Set task
Everything from the line with "Definition of the keypoint: for every instance of the carpeted" through the last line of the records below should be copied exactly, both ends included.

Record extracts
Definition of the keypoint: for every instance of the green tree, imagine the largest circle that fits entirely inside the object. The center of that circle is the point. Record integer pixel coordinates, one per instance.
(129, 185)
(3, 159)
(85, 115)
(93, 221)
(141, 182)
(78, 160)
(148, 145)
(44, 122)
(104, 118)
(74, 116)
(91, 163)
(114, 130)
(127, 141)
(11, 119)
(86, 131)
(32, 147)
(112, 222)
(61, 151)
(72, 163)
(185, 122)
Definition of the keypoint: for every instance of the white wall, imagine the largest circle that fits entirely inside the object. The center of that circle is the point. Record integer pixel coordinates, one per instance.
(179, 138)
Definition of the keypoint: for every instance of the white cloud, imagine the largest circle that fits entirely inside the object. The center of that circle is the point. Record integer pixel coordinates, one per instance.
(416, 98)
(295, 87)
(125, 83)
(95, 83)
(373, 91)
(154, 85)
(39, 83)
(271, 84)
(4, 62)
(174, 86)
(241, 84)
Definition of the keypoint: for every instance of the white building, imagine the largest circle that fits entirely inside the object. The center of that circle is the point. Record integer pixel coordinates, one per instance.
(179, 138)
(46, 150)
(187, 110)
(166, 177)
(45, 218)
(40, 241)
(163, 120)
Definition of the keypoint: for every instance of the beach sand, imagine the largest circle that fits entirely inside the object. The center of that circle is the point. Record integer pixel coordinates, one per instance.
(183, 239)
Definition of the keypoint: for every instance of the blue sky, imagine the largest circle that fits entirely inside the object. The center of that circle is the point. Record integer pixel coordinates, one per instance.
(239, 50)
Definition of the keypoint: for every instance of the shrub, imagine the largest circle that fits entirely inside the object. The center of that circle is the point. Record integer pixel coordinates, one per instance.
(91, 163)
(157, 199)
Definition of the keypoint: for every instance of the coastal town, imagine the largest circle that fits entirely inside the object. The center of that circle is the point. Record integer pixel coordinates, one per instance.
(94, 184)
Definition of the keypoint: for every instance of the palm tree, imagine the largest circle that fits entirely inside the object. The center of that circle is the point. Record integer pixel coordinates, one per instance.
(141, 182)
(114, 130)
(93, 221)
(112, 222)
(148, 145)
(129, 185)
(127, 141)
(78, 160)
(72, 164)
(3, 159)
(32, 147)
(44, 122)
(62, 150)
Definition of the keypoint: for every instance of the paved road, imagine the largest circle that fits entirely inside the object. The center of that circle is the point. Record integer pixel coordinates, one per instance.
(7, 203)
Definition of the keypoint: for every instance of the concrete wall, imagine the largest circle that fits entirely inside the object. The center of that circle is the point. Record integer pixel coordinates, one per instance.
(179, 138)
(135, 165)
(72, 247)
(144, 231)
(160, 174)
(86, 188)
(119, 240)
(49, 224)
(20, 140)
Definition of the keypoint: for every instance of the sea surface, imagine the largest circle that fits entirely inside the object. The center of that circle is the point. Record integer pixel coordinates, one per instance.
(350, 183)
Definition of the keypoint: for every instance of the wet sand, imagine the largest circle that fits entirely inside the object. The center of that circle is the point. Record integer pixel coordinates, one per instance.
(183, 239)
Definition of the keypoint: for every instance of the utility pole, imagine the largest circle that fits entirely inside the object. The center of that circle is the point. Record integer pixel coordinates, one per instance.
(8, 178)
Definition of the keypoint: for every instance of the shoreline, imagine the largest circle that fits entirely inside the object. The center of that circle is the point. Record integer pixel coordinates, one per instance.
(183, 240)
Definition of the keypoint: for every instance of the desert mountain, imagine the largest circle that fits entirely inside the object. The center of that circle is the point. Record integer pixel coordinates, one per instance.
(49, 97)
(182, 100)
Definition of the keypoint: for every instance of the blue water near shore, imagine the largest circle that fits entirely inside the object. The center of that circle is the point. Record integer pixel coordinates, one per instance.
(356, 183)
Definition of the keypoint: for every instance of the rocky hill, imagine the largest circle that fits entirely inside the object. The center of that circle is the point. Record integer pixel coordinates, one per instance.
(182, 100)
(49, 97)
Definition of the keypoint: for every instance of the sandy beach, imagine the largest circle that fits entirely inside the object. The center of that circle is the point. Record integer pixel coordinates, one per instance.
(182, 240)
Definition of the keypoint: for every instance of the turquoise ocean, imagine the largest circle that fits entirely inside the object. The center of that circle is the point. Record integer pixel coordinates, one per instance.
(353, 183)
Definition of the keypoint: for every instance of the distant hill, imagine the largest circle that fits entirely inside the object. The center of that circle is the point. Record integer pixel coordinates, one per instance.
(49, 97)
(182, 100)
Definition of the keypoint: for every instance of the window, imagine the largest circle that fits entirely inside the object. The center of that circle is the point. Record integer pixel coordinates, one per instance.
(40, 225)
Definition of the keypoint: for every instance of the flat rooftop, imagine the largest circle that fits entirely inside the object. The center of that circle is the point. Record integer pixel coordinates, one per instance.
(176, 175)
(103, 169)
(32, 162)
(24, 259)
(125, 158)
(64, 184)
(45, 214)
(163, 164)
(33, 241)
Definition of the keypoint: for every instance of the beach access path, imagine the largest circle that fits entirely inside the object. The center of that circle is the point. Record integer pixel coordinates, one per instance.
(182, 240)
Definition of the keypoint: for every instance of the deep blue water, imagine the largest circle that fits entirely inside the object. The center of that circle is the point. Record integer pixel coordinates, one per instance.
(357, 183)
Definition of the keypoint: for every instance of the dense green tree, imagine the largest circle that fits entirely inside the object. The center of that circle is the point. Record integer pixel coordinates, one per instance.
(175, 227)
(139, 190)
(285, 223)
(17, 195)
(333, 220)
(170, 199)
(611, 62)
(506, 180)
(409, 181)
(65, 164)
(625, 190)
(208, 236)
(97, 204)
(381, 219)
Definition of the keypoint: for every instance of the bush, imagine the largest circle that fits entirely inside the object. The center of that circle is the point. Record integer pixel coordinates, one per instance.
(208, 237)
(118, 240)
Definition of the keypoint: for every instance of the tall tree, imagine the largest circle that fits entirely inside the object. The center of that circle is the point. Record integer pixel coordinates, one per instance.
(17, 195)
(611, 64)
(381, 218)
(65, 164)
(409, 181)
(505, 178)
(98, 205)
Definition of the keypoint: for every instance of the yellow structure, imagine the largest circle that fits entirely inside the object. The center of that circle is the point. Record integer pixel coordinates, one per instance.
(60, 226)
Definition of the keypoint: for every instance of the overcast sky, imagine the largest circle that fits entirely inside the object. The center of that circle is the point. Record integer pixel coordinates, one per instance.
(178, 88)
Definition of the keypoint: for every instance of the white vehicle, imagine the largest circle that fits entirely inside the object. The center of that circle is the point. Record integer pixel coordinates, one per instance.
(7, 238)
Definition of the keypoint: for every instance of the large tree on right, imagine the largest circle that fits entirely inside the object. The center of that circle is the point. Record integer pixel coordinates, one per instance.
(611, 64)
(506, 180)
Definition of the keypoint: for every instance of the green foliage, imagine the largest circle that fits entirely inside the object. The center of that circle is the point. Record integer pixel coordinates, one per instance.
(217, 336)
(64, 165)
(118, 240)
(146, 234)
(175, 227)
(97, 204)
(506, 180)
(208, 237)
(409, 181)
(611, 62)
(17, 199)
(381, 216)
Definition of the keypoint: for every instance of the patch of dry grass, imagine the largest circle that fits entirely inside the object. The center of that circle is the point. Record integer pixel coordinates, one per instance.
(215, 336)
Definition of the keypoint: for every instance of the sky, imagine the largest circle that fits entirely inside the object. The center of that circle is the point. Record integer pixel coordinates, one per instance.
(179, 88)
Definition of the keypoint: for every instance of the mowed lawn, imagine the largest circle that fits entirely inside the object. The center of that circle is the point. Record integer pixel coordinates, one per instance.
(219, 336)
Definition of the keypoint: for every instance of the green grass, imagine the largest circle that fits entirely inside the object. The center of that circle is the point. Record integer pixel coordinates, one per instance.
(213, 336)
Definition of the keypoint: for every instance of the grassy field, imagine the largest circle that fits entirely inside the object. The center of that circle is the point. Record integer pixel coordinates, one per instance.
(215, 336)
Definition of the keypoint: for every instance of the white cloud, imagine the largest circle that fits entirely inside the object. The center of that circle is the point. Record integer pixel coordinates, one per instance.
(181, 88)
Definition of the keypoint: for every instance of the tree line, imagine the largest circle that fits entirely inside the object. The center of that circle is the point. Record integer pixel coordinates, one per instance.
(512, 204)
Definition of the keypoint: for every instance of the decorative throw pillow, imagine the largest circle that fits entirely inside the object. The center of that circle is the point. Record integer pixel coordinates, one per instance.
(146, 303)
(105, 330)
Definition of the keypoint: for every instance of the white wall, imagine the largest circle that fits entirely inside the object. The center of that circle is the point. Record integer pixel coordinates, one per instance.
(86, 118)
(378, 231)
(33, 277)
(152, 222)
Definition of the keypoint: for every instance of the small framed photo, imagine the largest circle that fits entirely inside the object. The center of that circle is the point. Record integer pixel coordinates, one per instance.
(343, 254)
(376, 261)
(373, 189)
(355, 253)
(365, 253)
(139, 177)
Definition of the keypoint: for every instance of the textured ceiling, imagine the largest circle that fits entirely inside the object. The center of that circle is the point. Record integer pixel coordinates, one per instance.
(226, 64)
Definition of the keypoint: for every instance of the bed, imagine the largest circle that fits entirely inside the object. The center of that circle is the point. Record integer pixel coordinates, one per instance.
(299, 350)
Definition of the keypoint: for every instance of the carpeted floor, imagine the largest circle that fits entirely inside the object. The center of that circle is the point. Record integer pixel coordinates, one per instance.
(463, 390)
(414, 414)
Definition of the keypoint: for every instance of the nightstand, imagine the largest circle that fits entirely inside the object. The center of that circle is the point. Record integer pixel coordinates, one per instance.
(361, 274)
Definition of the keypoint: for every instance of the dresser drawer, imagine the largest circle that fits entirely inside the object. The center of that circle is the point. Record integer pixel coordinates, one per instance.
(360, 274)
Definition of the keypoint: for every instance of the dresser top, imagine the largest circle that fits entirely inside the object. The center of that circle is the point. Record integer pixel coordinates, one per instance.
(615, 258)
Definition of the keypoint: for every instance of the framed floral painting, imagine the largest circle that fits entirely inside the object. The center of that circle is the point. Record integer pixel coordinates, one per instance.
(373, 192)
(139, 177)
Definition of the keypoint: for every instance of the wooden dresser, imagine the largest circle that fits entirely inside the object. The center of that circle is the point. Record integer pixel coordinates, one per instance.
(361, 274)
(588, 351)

Result below
Definition of the keypoint: for every instance of the carpeted floor, imagine the largest circle that fits entirely inside the object. The center of that circle is the point. Record integer pixel coordinates, one per instance.
(463, 390)
(414, 414)
Definition of the keypoint: for every instance of the nightstand, imagine the largest circle that fits entirely inside the object. The center of that circle is the point. Record integer pixel coordinates, one per instance.
(361, 274)
Definition of the keypoint: for every instance of the dresser drawer, imagine the largest circle that fits entirely inside the object. The center of that circle is the point. Record integer pixel coordinates, one per instance.
(360, 274)
Definition of the keypoint: for every instance of the dresser top, imagine the largest circle that fits entirely inside the object. The center of that circle is the point. Record integer pixel coordinates, one per instance.
(615, 258)
Definition of the keypoint: for every instance of the framed floral painting, imagine the largest circle that fits entirely inside the object. The center of that circle is the point. Record integer pixel coordinates, one per instance.
(373, 192)
(139, 177)
Definition of the keypoint: for every instance of the wooden dresser, imagine the largest circle that fits entirely inside the object. The center of that circle is the point. Record integer pixel coordinates, one per instance.
(361, 274)
(588, 351)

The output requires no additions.